PETIKAN UNTUK DIBACA
Saturday, February 20, 2010

Pekerjaan: Ibu Rumah Tangga

Oh! Betapa risihnya aku tiap kali ditanya pekerjaan. Betapa enggannya aku menyebut tiga kata ini: ibu rumah tangga.

Biasanya aku memilih mengatakan begini, "Di rumah." Atau kalau mood-ku sedang bagus, aku tambahkan, "Ngurus anak." Lalu aku cepat-cepat mengubah topik pembicaraan adalah begitu kusebut. Aku tidak ingin membahasnya.

Tetapi lawan bicaraku tidak selalu berbaik hati padaku. Kadang ada yang berusaha mengorek lebih jauh. "Di rumah aja?" atau "I er te, ya?"

Masalahnya, aku tak selalu bertemu orang-orang yang akan memberikan kata-kata yang bisa menguatkan seorang ibu yang sedang menjalani masa-masa awal transisi dari dirinya yang punya karir di luar rumah dengan harum parfum lembut menjadi dirinya yang bau bawang karena habis menumis kangkung.


Beberapa bulan lalu, aku adalah seorang perempuan yang bekerja di sebuah organisasi sosial internasional, yang berangkat kerja dengan mencangklong ransel besar hitam dengan logo organisasi berisi laptop lungsuran bosnya.

Lalu, kini, tiba-tiba aku kehilangan identitas. Saat kulepas status kepegawaianku, aku menjadi 'hanya' seorang ibu. Walaupun pilihan ini dengan sadar kuambil, toh, tetap juga kadang aku merasa bimbang, dan ragu akan kedirianku.

Lebih parah lagi, setelah Siti pergi (Siti adalah pengasuh J dulu), aku mendapatkan seorang asisten rumah tangga (a.k.a pembantu) yang hanya bertahan seminggu. Artinya, aku diperhadapkan dengan pekerjaan domestik yang tak biasa aku kerjakan.

TUGAS YANG DIMINTA
(A) Menurut petikan tentang ibu rumah tangga di atas, berapa lama asisten rumah tangga yang didapat setelah Siti pergi bertahan?
(B) Tuliskan kembali dengan tepat semua isi petikan tentang ibu rumah tangga, mulai dari "Saturday, February 20, 2010" terus hingga "ibu rumah tangga.".

Baris penempatan titik
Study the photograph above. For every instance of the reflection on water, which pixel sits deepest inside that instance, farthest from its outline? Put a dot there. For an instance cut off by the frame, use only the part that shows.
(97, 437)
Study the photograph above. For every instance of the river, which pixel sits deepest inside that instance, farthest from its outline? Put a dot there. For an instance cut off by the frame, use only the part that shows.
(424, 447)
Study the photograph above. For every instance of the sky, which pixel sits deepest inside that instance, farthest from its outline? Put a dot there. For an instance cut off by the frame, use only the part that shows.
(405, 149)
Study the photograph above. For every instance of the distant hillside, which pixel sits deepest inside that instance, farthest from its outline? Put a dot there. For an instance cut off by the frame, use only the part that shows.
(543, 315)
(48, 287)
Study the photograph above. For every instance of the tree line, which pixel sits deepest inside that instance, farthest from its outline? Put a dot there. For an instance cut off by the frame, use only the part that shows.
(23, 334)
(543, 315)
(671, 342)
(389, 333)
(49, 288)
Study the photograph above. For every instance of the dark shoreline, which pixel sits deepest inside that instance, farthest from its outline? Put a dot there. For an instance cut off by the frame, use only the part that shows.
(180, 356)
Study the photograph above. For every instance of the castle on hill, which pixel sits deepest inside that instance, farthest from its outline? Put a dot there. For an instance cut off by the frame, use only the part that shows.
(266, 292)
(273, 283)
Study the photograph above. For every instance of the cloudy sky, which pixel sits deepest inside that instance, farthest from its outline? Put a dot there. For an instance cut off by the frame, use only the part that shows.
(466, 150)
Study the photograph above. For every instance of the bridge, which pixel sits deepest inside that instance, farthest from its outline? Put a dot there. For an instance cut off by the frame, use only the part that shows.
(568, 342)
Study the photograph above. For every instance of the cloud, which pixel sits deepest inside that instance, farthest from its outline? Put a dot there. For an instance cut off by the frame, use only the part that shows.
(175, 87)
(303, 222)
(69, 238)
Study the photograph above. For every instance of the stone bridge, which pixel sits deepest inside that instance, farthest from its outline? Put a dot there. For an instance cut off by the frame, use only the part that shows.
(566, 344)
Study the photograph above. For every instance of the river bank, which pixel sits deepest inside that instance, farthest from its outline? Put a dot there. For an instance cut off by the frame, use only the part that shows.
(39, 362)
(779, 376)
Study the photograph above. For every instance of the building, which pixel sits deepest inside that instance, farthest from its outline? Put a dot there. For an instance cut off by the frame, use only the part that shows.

JAWABAN BERURUTAN
(A) Asisten rumah tangga itu hanya bertahan seminggu.

(B)
Saturday, February 20, 2010

Pekerjaan: Ibu Rumah Tangga

Oh! Betapa risihnya aku tiap kali ditanya pekerjaan. Betapa enggannya aku menyebut tiga kata ini: ibu rumah tangga.